Pierre Quentel <[email protected]> added the comment:
@Glenn
"I'm curious what your system (probably Windows since you mention cp-) and
browser, and HTTP server is, that you used for that test. Is it possible to
capture the data stream for that test? Describe how, and at what stage the
data stream was captured, if you can capture it. Most interesting would be on
the interface between browser and HTTP server."
I tested it on Windows XP Family Edition 2020, Service Pack 3, with Python 3.2b2
Browsers : Mozilla Firefox 3.6.13 and Internet Explorer 7.0
Servers : Apache 2.2, and the built-in server started by :
import http.server
http.server.test(HandlerClass=http.server.CGIHTTPRequestHandler)

+---+

**Stated problem a**.
List every browser and every server that the comment says was used for the test.
The records that follow are unrelated to the comment.

+---+

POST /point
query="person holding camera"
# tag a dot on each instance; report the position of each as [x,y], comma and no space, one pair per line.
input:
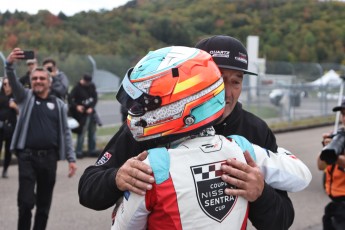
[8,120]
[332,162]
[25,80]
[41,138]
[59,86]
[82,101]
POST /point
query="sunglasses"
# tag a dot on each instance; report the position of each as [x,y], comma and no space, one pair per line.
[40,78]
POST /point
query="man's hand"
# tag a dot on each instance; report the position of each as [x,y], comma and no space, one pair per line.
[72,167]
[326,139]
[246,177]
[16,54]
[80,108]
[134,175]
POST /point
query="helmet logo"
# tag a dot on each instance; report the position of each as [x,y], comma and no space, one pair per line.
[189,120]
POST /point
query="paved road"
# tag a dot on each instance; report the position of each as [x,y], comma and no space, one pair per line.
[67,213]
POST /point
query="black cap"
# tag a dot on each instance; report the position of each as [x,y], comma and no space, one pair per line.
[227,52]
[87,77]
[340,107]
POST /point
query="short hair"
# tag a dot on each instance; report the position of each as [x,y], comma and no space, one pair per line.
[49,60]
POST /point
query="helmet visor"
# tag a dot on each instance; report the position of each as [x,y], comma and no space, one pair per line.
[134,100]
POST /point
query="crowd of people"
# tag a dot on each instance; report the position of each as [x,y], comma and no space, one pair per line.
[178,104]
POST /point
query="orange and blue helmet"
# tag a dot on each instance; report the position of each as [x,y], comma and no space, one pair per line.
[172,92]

+---+

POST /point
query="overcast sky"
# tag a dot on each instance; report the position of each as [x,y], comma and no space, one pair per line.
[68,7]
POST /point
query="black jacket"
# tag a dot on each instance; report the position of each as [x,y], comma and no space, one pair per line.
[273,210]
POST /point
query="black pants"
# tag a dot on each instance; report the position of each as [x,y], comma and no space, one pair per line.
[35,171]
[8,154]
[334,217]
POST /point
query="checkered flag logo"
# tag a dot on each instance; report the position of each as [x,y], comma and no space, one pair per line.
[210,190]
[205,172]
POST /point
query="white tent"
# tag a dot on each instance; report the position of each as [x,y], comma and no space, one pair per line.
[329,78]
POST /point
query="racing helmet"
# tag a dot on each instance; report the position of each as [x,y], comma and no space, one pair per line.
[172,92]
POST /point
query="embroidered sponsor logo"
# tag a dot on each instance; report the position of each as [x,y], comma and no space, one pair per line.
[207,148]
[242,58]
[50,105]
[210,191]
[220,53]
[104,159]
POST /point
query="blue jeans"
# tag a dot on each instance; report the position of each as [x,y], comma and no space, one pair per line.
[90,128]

+---+

**Stated problem b**.
Return each line of the records that contains the word "black", treating uppercase and lowercase as different.

**Written reply a**.
Mozilla Firefox 3.6.13
Internet Explorer 7.0
Apache 2.2
The built-in server started by http.server.test(HandlerClass=http.server.CGIHTTPRequestHandler)

**Written reply b**.
query="black cap"
query="black jacket"
query="black pants"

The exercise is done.